— start Entries —
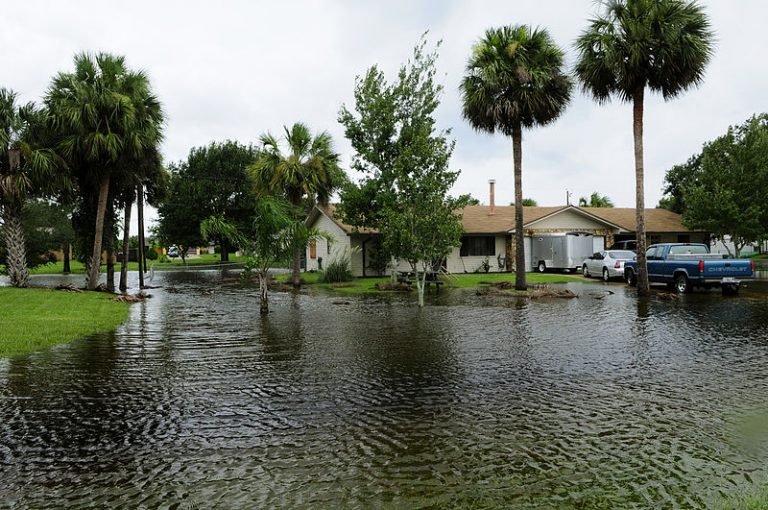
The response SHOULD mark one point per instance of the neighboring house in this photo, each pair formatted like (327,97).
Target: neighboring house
(488,235)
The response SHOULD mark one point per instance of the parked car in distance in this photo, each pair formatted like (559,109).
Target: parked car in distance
(607,264)
(625,245)
(684,266)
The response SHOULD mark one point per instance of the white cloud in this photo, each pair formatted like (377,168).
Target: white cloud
(235,69)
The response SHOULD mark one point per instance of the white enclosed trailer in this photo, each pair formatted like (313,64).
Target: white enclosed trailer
(563,251)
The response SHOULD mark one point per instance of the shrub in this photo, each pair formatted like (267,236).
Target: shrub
(337,270)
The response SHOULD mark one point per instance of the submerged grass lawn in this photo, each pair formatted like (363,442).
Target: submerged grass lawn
(78,267)
(35,319)
(471,280)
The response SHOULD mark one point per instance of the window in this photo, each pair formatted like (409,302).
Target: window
(473,246)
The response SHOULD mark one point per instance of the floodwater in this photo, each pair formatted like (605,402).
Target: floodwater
(358,402)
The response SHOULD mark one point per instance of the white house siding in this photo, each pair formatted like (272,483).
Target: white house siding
(598,243)
(567,220)
(458,264)
(340,244)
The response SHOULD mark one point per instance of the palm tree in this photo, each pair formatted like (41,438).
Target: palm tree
(308,171)
(595,200)
(663,45)
(99,114)
(26,166)
(514,80)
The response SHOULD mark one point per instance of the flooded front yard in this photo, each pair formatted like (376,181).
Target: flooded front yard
(478,401)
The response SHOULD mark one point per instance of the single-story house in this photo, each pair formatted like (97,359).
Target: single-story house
(488,235)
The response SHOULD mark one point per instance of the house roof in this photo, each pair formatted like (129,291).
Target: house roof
(330,211)
(656,220)
(477,219)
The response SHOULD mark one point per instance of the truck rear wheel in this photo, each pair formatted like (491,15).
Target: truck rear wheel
(630,277)
(682,284)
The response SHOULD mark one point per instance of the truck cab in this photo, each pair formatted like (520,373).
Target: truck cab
(685,266)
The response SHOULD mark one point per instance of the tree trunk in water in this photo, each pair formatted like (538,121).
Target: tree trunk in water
(126,247)
(110,248)
(643,286)
(92,280)
(421,283)
(141,255)
(67,257)
(16,245)
(517,156)
(263,292)
(296,268)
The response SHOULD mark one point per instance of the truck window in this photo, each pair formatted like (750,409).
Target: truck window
(688,249)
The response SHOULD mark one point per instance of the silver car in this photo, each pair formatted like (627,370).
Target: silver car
(607,264)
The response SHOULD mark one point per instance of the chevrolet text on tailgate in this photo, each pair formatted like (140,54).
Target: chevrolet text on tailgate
(683,266)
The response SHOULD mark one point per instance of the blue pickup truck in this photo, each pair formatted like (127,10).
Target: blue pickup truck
(683,266)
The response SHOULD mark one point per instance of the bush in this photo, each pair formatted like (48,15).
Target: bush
(337,270)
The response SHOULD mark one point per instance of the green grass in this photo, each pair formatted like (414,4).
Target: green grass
(35,319)
(464,281)
(172,264)
(750,500)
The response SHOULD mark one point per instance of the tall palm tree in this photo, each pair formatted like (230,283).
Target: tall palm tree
(26,166)
(97,110)
(662,45)
(514,80)
(308,171)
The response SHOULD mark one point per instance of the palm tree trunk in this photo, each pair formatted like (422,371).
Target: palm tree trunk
(126,247)
(110,247)
(67,257)
(140,254)
(263,292)
(15,244)
(517,156)
(643,286)
(93,271)
(296,256)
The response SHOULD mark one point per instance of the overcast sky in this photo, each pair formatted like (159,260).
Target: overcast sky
(235,69)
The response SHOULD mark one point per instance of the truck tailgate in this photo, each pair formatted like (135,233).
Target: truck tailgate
(728,268)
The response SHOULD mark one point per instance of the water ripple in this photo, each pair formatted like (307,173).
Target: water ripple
(599,401)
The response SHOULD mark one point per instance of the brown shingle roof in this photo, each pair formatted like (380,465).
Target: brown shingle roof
(477,219)
(656,220)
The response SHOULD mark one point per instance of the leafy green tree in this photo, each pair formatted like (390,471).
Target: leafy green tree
(662,45)
(105,114)
(214,182)
(726,195)
(515,79)
(309,170)
(27,166)
(405,159)
(677,179)
(595,200)
(47,229)
(274,235)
— end Entries —
» Written exercise
Lay out every line of the data above as a numbered list, skipping any blank lines and leaving out the pictures.

» Exercise result
1. The response SHOULD mark one point per instance of the neighboring house in this photo, each pair formatted like (327,97).
2. Target: neighboring house
3. (488,235)
4. The response SHOULD mark one point per instance of the parked car in distance in this photo, each pair formatted like (559,109).
5. Target: parked car in distance
6. (607,264)
7. (625,245)
8. (684,266)
9. The response SHOULD mark one point per instance of the white cloud in this photo, each pair formatted like (377,168).
10. Target: white cloud
11. (235,69)
12. The response SHOULD mark one point per instance of the white enclosed trailer in this photo, each pair formatted like (313,64).
13. Target: white enclosed trailer
14. (563,251)
15. The response SHOULD mark one point per instance of the shrub in this photo, each pair formatted like (267,236).
16. Target: shrub
17. (337,270)
18. The response SHOULD mark one point per instance of the submerged grass lawn in this photo, each pair formatted like (363,442).
19. Target: submerged grass lawn
20. (78,267)
21. (35,319)
22. (471,280)
23. The response SHOULD mark one point per instance of the window in this photo, each pair formatted like (409,302).
24. Target: window
25. (473,246)
26. The response SHOULD mark one point per instance of the floodwater in this photo, each pair formatted like (605,402).
27. Target: floodwater
28. (358,402)
29. The response SHOULD mark one point per instance of the white house siding in this photo, each pair formatted like (272,483).
30. Target: white house siding
31. (598,243)
32. (567,220)
33. (458,264)
34. (340,244)
35. The response SHOULD mark one point per instance of the palm tree in this photo, each pair formatted like (41,438).
36. Target: palm tree
37. (308,171)
38. (595,200)
39. (663,45)
40. (99,114)
41. (26,166)
42. (514,80)
43. The response SHOULD mark one point per instance of the flooded front yard in this photo, each pair formatted like (376,181).
44. Target: flooded front yard
45. (478,401)
46. The response SHOULD mark one point per instance of the single-story house in this photo, each pair formatted like (97,359).
47. Target: single-story house
48. (488,235)
49. The response SHOULD mark one point per instance of the house roof in this photo, each pair formatted like (129,291).
50. Target: house roof
51. (330,211)
52. (656,220)
53. (477,219)
54. The response SHOULD mark one point per instance of the truck rear wheel in this photo, each pair formatted like (491,15).
55. Target: truck rear wheel
56. (630,277)
57. (682,284)
58. The response SHOULD mark one point per instance of the truck cab in this photo, each pair formatted like (520,373).
59. Target: truck cab
60. (685,266)
61. The response SHOULD mark one point per instance of the tree trunk in water in this photo, each pair formatted like (538,121).
62. Target: tree trunk in water
63. (126,247)
64. (110,248)
65. (643,286)
66. (92,280)
67. (421,283)
68. (141,255)
69. (67,257)
70. (16,245)
71. (517,156)
72. (263,292)
73. (296,268)
74. The response SHOULD mark one point per instance of the truck window in this photo, each pair formatted like (750,409).
75. Target: truck window
76. (688,249)
77. The response SHOULD mark one point per instance of the silver car in this photo, each pair formatted like (627,370).
78. Target: silver car
79. (607,264)
80. The response SHOULD mark one point per instance of the chevrolet text on tailgate in this photo, each pair formatted like (140,54).
81. Target: chevrolet text on tailgate
82. (683,266)
83. The response SHOULD mark one point per instance of the blue pickup truck in this photo, each pair formatted like (127,10).
84. Target: blue pickup truck
85. (683,266)
86. The response SHOULD mark one point per instance of the bush in this photo, each pair formatted like (48,15).
87. Target: bush
88. (337,270)
89. The response SHOULD mark one point per instance of the green grass in this photo, each pair formatted like (414,4).
90. Target: green grass
91. (35,319)
92. (464,281)
93. (172,264)
94. (750,500)
95. The response SHOULD mark one point per instance of the tall palm tree in this photo, each pair formatted like (230,283).
96. Target: tall palm tree
97. (26,166)
98. (97,110)
99. (662,45)
100. (514,80)
101. (308,171)
102. The response SHOULD mark one point per instance of the palm tree trunk in this photo, each pair formatted like (422,371).
103. Target: palm tree trunk
104. (126,247)
105. (110,247)
106. (67,257)
107. (140,254)
108. (263,292)
109. (15,244)
110. (517,156)
111. (643,286)
112. (93,271)
113. (296,256)
114. The response SHOULD mark one point per instance of the overcast sky in this photo, each pair formatted like (159,260).
115. Target: overcast sky
116. (235,69)
117. The response SHOULD mark one point per instance of the truck tailgate in this photo, each pair formatted like (135,233).
118. Target: truck tailgate
119. (728,268)
120. The response SHOULD mark one point per instance of the water ripple in this photo, each pair formatted like (307,173).
121. Target: water ripple
122. (599,401)
123. The response SHOULD mark one point per instance of the brown shingle roof in this photo, each pair formatted like (380,465).
124. Target: brown shingle roof
125. (477,219)
126. (656,220)
127. The response SHOULD mark one point per instance of the leafy green tree in this photo, each pair formatted like (390,471).
128. Target: leafy green tree
129. (662,45)
130. (105,114)
131. (214,182)
132. (726,195)
133. (515,79)
134. (309,170)
135. (27,166)
136. (405,159)
137. (677,179)
138. (595,200)
139. (47,229)
140. (274,235)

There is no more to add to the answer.